## [Your assignment]
Would you return each record that follows word for word, without its pictures?

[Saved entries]
....................

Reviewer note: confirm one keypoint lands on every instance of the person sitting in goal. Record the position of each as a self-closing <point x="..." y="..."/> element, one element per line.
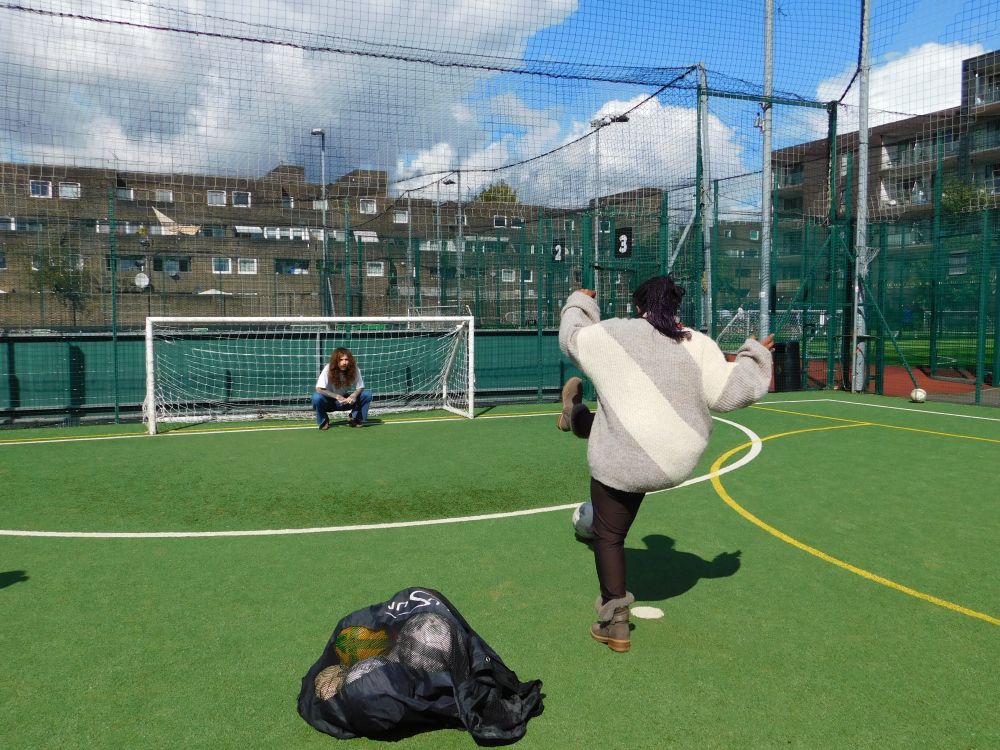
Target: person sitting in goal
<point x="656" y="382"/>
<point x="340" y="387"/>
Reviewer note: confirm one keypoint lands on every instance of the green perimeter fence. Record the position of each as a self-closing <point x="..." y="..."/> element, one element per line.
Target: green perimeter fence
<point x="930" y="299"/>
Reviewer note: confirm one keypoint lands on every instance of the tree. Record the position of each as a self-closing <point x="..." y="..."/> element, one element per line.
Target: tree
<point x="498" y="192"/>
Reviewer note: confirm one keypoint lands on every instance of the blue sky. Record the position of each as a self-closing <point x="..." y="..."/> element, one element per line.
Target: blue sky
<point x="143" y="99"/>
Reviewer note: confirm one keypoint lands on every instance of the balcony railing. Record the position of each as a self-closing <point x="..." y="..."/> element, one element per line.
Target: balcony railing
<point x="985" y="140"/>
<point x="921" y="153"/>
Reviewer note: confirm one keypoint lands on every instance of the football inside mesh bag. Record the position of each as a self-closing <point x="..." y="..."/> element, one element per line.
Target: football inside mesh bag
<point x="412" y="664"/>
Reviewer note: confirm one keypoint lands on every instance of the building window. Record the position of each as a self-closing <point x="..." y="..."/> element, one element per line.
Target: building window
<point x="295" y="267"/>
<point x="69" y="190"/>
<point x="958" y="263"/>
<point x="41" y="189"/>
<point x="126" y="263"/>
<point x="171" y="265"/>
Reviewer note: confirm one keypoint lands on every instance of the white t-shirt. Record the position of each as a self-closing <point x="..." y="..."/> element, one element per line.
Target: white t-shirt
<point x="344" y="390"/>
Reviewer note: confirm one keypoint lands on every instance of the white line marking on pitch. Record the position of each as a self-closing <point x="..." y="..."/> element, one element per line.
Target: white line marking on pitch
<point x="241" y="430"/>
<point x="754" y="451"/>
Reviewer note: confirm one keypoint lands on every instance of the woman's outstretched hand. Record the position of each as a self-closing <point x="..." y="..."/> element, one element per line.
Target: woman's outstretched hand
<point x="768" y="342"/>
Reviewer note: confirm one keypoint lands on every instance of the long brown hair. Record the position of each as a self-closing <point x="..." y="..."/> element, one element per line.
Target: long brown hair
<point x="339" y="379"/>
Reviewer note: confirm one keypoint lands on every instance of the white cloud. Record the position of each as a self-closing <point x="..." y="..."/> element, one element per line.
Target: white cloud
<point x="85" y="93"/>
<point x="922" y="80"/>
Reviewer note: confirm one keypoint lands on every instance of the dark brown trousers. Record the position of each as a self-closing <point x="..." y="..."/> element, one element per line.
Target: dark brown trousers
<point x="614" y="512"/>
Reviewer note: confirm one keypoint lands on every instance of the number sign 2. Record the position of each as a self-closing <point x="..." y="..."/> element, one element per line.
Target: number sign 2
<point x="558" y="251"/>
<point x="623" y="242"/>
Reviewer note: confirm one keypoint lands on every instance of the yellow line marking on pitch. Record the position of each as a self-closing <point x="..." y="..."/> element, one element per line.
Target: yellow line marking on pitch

....................

## [Answer space]
Reviewer note: confirm one keypoint lands on every instance of the person sitting in goal. Record the position of each as a self-closing <point x="..." y="..."/> element, one element per line.
Target: person sitting in goal
<point x="656" y="382"/>
<point x="340" y="387"/>
Reviewer note: confirm one keypoint lands on every instance of the green perimeter fence. Record the position of each as a self-closing <point x="..." y="..."/> element, one element per line.
Target: green perimeter fence
<point x="930" y="299"/>
Reviewer note: confirm one keypoint lands on every instance of the tree. Record the position of each as a self-closing <point x="..." y="..."/> element, one element per line.
Target: tree
<point x="498" y="192"/>
Reviewer note: confirm one keypoint lands on every instance of the blue sky. Record the position of each as a self-closing <point x="..." y="..."/> element, one element per line.
Target: blue sky
<point x="143" y="99"/>
Reviewer note: confirm one keypoint lands on every instance of the balcony railing. Record the position of each as a self-closing <point x="..." y="..."/> element, one element per line.
Target: balcony railing
<point x="985" y="140"/>
<point x="921" y="153"/>
Reviewer note: confirm one keypoint lands on every instance of the football inside mesh bag. Record the position of each as a self-closing <point x="..." y="..."/> element, one element per line.
Target: football inside mesh bag
<point x="412" y="664"/>
Reviewer note: confirm one keypoint lands on every instance of the building window. Record the position of each as a self-closing <point x="..." y="..."/> element, one element per line.
Target: building window
<point x="295" y="267"/>
<point x="69" y="190"/>
<point x="958" y="263"/>
<point x="41" y="189"/>
<point x="126" y="263"/>
<point x="171" y="265"/>
Reviewer note: confirm one keypoint lands on every instance of the white t-shirt. Record the position of each as a self-closing <point x="..." y="..."/> element, one element per line.
Target: white t-shirt
<point x="344" y="390"/>
Reviewer note: confirm one keypoint lands on every instance of the white line marking on pitch. Record the position of each as a self-closing <point x="..." y="..."/> element, one element per line.
Target: white line marking on pitch
<point x="241" y="430"/>
<point x="754" y="451"/>
Reviewer note: confirm one keypoint lands on every instance of the woman's outstretched hand. Record the position of each as a self-closing <point x="..." y="..."/> element, one element per line.
Target: woman's outstretched hand
<point x="768" y="342"/>
Reviewer note: confirm one keypoint lands on every instance of the long brown hair. Record the position of each as a self-closing <point x="..." y="..."/> element, one element per line.
Target: long brown hair
<point x="339" y="379"/>
Reviewer note: confirm one keypoint lands on every instance of the white cloud. Record the position of each as a self-closing <point x="..." y="..."/> element, one element per line.
Target: white cloud
<point x="85" y="93"/>
<point x="922" y="80"/>
Reviewer note: confirm one keypoint lands on every instance of the dark brown trousers. Record the position of each as a self-closing <point x="..." y="..."/> element, one element per line.
Target: dark brown trousers
<point x="614" y="512"/>
Reviewer note: confirm one keypoint lands on every instance of the number sign 2. Record the position of each as a self-closing <point x="..." y="..."/> element, one element per line.
Target: number sign 2
<point x="558" y="251"/>
<point x="623" y="242"/>
Reviewer note: confirm one keypoint lands on every instance of the yellow line marking on pitch. Record the position of each as a self-closing <point x="..." y="..."/> element, one element per line.
Target: yellow line marking on pitch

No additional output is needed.